> [WORK INSTRUCTION]:
What is the number of lines in the data below that hold the word "background"? Give nothing beyond that number.

------ DATA LISTING ------

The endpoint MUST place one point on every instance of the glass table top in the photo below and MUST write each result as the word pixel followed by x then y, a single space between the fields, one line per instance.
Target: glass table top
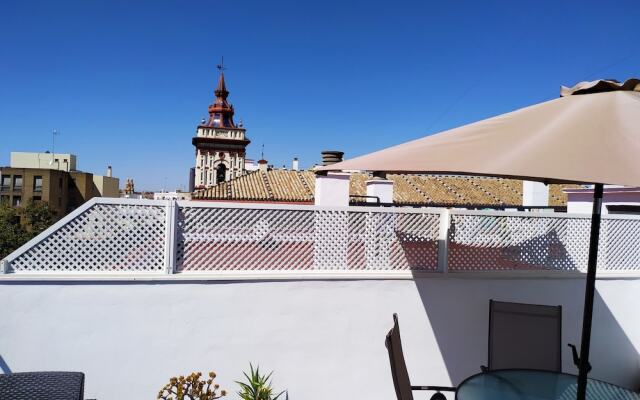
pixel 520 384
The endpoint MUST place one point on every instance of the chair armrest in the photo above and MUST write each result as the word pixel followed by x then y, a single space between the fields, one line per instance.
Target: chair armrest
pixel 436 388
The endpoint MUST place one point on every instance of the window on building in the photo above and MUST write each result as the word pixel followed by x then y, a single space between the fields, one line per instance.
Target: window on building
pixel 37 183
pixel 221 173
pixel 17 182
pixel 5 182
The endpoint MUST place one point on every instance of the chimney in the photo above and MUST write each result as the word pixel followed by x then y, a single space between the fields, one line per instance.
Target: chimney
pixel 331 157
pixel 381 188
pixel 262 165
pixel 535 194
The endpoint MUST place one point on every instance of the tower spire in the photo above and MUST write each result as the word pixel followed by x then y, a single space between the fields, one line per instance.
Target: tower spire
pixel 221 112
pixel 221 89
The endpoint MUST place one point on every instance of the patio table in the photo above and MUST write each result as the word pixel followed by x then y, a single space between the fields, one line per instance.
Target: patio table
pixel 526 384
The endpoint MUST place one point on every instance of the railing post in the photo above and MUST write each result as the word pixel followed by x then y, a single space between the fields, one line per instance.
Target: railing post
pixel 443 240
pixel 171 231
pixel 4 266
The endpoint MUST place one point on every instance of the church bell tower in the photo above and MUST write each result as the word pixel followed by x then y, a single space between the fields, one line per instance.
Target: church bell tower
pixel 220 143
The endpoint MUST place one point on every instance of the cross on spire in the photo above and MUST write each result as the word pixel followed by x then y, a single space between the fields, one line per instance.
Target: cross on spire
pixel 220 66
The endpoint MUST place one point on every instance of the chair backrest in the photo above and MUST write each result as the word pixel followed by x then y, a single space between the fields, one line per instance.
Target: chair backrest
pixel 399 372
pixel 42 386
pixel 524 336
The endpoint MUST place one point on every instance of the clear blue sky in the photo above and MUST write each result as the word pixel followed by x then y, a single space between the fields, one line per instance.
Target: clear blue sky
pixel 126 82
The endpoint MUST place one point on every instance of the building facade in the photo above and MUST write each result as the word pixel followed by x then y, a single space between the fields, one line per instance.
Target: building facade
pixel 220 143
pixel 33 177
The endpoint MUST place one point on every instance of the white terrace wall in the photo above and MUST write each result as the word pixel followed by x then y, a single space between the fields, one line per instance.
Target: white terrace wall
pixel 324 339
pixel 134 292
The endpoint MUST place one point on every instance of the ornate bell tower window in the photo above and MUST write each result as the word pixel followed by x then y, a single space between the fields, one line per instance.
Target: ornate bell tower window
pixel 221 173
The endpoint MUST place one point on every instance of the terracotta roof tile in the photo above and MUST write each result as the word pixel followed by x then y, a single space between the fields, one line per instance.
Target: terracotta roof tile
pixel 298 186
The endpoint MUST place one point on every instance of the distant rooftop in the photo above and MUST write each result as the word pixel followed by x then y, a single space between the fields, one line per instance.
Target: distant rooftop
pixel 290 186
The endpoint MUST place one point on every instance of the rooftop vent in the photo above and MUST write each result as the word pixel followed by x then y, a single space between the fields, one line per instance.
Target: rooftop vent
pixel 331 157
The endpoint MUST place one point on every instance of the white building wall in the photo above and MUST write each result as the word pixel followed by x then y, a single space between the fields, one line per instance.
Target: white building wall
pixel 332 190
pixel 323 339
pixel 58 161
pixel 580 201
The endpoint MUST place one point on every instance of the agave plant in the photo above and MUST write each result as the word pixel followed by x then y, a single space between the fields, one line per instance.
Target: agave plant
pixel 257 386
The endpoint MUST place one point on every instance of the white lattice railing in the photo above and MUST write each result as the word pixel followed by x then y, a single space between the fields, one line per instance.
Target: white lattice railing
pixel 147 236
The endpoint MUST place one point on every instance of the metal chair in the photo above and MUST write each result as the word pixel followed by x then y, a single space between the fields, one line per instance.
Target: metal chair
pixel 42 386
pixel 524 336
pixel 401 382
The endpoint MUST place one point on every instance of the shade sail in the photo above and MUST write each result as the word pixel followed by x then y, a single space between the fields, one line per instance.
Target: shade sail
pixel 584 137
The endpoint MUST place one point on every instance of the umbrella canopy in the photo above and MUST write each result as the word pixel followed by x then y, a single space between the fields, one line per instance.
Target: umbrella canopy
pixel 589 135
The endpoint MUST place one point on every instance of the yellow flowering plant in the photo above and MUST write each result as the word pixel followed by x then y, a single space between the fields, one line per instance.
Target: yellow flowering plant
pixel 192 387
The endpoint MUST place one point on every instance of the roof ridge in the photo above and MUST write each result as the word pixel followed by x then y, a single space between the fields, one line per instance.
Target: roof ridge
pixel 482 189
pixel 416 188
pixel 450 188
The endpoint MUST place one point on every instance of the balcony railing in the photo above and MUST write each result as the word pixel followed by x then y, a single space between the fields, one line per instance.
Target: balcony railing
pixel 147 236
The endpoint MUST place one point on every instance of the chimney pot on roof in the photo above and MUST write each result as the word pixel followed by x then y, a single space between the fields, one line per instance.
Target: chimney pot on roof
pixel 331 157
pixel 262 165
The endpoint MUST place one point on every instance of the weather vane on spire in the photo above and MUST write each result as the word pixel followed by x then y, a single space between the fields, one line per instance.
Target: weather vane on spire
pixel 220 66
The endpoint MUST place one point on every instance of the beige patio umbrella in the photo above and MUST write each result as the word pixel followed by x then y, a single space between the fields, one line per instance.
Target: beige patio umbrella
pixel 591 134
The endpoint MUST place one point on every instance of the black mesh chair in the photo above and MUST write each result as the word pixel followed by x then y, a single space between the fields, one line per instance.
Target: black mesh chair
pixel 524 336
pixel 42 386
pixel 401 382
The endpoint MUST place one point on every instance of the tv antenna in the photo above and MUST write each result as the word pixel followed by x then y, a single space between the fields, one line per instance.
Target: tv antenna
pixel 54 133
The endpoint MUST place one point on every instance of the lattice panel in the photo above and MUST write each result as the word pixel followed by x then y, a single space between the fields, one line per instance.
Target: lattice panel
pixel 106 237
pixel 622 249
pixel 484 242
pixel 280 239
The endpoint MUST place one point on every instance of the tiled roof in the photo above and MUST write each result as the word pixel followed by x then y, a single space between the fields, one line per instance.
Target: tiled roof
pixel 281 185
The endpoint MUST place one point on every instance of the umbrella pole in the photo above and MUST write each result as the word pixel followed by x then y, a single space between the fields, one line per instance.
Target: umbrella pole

------
------ DATA LISTING ------

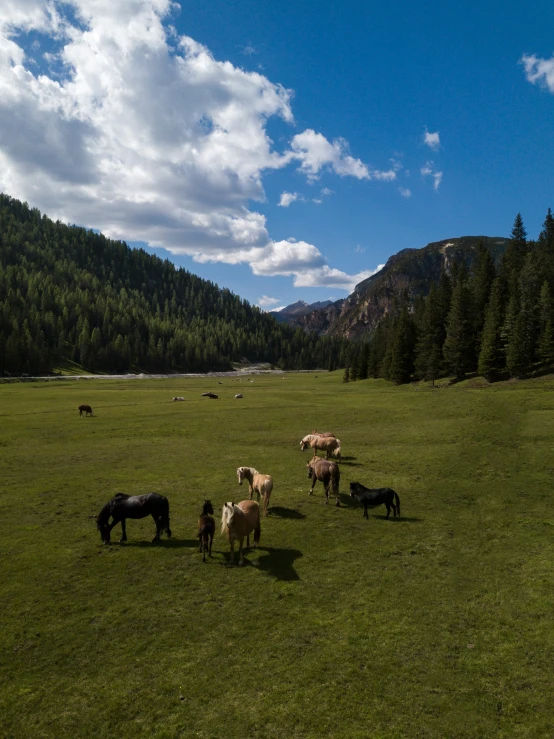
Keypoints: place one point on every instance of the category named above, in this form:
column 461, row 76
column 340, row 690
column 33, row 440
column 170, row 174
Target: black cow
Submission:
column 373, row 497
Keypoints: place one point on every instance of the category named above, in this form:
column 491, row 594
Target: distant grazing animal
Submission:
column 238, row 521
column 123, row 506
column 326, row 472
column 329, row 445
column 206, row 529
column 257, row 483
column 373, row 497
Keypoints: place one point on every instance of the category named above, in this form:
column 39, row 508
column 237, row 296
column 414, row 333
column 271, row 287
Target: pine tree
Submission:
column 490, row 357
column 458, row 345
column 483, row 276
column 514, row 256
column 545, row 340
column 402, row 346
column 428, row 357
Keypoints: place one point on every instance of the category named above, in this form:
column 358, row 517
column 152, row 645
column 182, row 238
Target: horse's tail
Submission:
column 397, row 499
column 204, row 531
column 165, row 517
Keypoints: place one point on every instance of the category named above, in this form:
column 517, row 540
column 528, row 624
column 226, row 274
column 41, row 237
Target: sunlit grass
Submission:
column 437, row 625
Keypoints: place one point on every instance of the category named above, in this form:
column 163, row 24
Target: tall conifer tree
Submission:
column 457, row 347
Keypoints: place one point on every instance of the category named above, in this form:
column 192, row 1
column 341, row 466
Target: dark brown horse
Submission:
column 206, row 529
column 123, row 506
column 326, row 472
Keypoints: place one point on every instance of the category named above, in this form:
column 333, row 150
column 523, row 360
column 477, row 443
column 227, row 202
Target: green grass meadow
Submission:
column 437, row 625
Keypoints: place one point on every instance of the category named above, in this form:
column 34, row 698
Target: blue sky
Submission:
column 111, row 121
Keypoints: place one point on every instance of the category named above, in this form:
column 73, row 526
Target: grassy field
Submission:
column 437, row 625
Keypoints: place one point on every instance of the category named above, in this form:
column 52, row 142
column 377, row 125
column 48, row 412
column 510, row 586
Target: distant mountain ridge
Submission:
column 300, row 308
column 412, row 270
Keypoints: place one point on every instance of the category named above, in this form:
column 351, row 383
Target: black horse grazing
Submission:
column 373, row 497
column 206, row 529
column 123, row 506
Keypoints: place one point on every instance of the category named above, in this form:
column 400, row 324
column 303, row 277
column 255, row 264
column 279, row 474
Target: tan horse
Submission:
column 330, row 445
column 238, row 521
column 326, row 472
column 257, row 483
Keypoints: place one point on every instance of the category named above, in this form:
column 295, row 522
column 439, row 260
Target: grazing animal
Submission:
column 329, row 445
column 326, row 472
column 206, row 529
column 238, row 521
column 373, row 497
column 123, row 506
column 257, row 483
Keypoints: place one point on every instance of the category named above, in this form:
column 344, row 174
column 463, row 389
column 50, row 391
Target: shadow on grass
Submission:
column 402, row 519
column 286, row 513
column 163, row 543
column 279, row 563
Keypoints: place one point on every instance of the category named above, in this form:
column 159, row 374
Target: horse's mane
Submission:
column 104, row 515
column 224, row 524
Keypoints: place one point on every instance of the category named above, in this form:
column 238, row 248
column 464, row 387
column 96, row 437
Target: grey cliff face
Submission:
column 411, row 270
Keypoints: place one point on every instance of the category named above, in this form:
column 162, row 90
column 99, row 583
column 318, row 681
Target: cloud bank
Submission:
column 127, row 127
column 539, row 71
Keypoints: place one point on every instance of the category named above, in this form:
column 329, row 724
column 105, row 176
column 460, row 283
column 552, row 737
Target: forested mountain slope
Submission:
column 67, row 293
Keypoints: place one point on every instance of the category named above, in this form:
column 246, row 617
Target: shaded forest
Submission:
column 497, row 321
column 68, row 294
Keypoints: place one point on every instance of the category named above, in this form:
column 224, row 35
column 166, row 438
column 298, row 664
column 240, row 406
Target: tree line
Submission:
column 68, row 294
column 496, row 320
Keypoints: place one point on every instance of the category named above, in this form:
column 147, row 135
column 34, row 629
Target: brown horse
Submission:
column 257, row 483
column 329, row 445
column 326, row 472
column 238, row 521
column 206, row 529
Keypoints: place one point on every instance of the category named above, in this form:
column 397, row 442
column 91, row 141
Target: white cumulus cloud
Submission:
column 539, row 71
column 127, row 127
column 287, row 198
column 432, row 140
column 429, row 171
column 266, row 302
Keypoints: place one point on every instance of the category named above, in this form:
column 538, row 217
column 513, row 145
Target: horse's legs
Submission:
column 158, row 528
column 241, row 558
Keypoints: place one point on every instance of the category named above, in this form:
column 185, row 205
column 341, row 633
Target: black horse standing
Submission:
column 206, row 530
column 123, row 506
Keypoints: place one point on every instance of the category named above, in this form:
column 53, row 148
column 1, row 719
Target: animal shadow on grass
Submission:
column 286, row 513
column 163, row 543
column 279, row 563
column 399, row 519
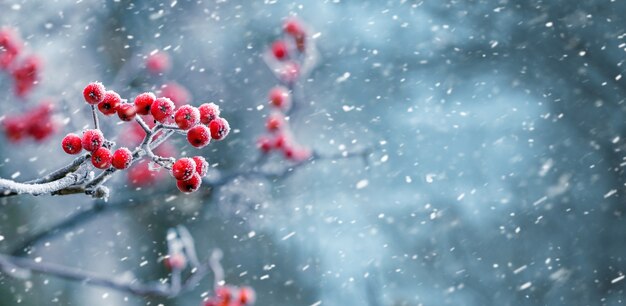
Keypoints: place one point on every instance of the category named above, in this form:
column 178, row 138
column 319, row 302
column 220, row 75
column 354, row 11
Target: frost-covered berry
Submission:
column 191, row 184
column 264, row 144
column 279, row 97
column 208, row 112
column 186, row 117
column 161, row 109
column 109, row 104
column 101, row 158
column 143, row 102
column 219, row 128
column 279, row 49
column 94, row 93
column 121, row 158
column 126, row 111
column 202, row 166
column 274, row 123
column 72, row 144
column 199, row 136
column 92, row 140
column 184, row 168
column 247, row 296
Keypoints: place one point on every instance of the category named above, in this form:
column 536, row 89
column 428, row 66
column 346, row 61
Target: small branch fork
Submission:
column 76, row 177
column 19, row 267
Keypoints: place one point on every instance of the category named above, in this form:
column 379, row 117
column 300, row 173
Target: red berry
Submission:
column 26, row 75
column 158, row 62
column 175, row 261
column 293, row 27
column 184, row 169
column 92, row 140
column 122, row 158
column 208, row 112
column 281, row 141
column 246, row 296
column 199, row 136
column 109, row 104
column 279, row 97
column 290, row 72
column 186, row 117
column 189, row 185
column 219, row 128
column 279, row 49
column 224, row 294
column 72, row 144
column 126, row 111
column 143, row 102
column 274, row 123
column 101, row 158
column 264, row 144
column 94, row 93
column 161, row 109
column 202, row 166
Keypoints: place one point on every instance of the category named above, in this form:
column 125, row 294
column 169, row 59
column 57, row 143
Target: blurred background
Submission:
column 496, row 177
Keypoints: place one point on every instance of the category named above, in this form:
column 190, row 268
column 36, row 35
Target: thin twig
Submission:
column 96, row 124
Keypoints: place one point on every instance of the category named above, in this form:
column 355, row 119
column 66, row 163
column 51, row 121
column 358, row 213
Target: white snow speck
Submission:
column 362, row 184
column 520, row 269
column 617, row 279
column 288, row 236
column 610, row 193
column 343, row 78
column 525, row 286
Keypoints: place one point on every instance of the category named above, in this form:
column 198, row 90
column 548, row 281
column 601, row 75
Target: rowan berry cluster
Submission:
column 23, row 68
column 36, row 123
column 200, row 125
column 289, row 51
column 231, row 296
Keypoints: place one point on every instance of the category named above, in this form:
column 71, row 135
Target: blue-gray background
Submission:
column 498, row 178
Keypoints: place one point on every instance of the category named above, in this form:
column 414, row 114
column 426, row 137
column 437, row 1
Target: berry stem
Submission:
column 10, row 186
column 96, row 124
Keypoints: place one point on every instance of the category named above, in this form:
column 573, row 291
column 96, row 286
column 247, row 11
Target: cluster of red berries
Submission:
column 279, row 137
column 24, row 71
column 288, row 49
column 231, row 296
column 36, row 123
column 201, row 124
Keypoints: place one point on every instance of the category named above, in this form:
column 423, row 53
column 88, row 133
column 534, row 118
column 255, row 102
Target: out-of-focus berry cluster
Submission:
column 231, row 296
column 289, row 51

------

> [REPLY TO THE TASK]:
2